CONSIGNES –
1. Résumez en deux phrases le récit sur Essaouira reproduit ci-dessous.
2. Poursuivez le récit sur Essaouira ci-dessous à partir de sa dernière phrase.

Comment écrire d'une encre sans comparaison sur ce qui ne peut s'exprimer? Livre ultime au-delà des mots ou utopie radicale? L'effusion irradie, l'infusion exhale. Les marocains qui vendent des pantalons sur les trottoirs espagnols disent "buenos, buenos beneto barato !" (bien, bien, pas cher !). C'est connu ici.

A Essaouira la mode hippie persiste, des vêtements sont même confectionnés dans ce style et en toute saison de nombreux routards, plus ou moins jeunes, viennent se la couler douce... Sur la plage quatre étudiantes me demandent de les aider à faire leur devoir d'anglais. En fait au fur et à mesure de ma traduction je me rends compte qu'elles avaient bien compris texte et questions... Je le leur fais remarquer tandis qu'elles rient.

A Essaouira de nombreux vendeurs vous abordent et ce ne sont pas tous des arnaqueurs. D'ailleurs là-bas l'ambiance plutôt cool ne se prêterait pas à l'escroquerie systématique. La misère pourrait tout expliquer si, en réalité, les escrocs étaient les plus pauvres.

J'ai connu deux jeunes marocains, l'un bon genre (style sportif) l'autre plutôt mauvais genre (style fumeur). Ce dernier, petit revendeur sympa rêvait de l'Australie et on a lié sympathie bien que je ne lui achetai quasiment rien...

Il me raconte une blague qui circule dans le pays: Mitterrand tend la main par le hublot: "Tiens, nous survolons la France...". "Pourquoi?" demandent les autres. "Parce que je touche la Tour Eiffel" répond le Président français. Un peu plus tard c'est Clinton qui remarque le survol des Etats-Unis. car il touche la statue de la liberté. C'est au tour d'Hassan II... Il passe la main par le hublot "Tiens voilà Marrakech !". "Pourquoi?" demandent les autres. Et le souverain marocain de répondre: "parce que l'on vient de me voler ma montre !".

Un pote à Rachid, Hassan joue bien du Ginbri, ce luth à trois cordes et il me fait mieux connaître cette musique dont j'ai quelques disques. on se fait "bronze la tête" tandis que les "joints gnawas" tournent dans ce petit bar de pêcheurs sans étrangers. Nous écoutons la cassette que je viens d'acheter (15 DH) d'El Malem Mahmoud Gania, le maestro. Ils me parlent de Zeïda la soeur de ce chanteur et aussi de la transe "gnawa janwa" quand on se plante des couteaux sans souffrir ni saigner. Danse de possession et d'exorcisme.

Quelque part, plus loin que l'oeil peut voir, nous écoutons ces rythmes envoûtants où le ginbri est soutenu par les claquements de "kerkaba" sorte de castagnettes en métal. Mahmoud chante à propos d'un diable qui s'appelle "Mimoun Snawi" tandis que l'on boit du café cassé (café au lait) "ness-ness". Les joints tournent à un rythme accéléré toute la soirée.

EXTRAIT DES DONNÉES –
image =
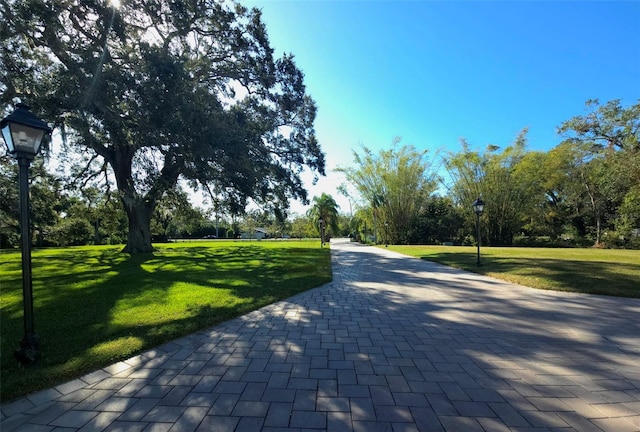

RÉPONSES ATTENDUES –
1. À Essaouira, la mode hippie persiste, de nombreux routards viennent se la couler douce et beaucoup de vendeurs abordent les passants sans être tous des arnaqueurs. Le récit rapporte aussi la rencontre de jeunes Marocains, dont l'un raconte une blague sur Hassan II, puis une soirée de musique gnawa au ginbri avec Hassan dans un petit bar de pêcheurs.

2.
Entre deux cassettes (avant Oum Kalsoum), profitant d'un moment de silence, je sors un harmonica et joue un blues rapide, "boogie gnawa"... Au grand plaisir des habitués applaudissant dans une chaude ambiance. C'est ça l'Afrique. Le lendemain sur les remparts Hassan joue du ginbri dans le vent "berrrrrd". Il chante avec Rachid tandis que l'on claque des mains.

Pour goûter au ciel faut s'envoyer en l'air et saisir toute une vie en un instant. L'étreinte du vide me laisse pantois. Il n'y a pourtant pas de quoi attraper mal dans les courants d'air de l'entrebâillement métaphysique. L'insomnie érode mes traits même si l'abat-jour relève la nuit. Je devrais me tordre de rire dans le tourment des pensées, ce concentré d'illusions...

En voyage il vient un moment où brusquement je dois foutre le camp. C'est comme une pulsion à laquelle je ne peux échapper. Ce fut terrible lors de mon tour du monde à la fin des années soixante. Terrible et sans raison, de quoi avoir l'air con.

Le car pour Casa arrive déjà presque plein à Souira. Je me précipite sur une place libre, hélas derrière, sur une roue. Le car part avec un quart d'heure d'avance... Je lis La voie souffie de Faouzi Skali en me reposant les questions sur l'éphémère et l'éternel... De l'étonnement existentiel à l'effarement spirituel.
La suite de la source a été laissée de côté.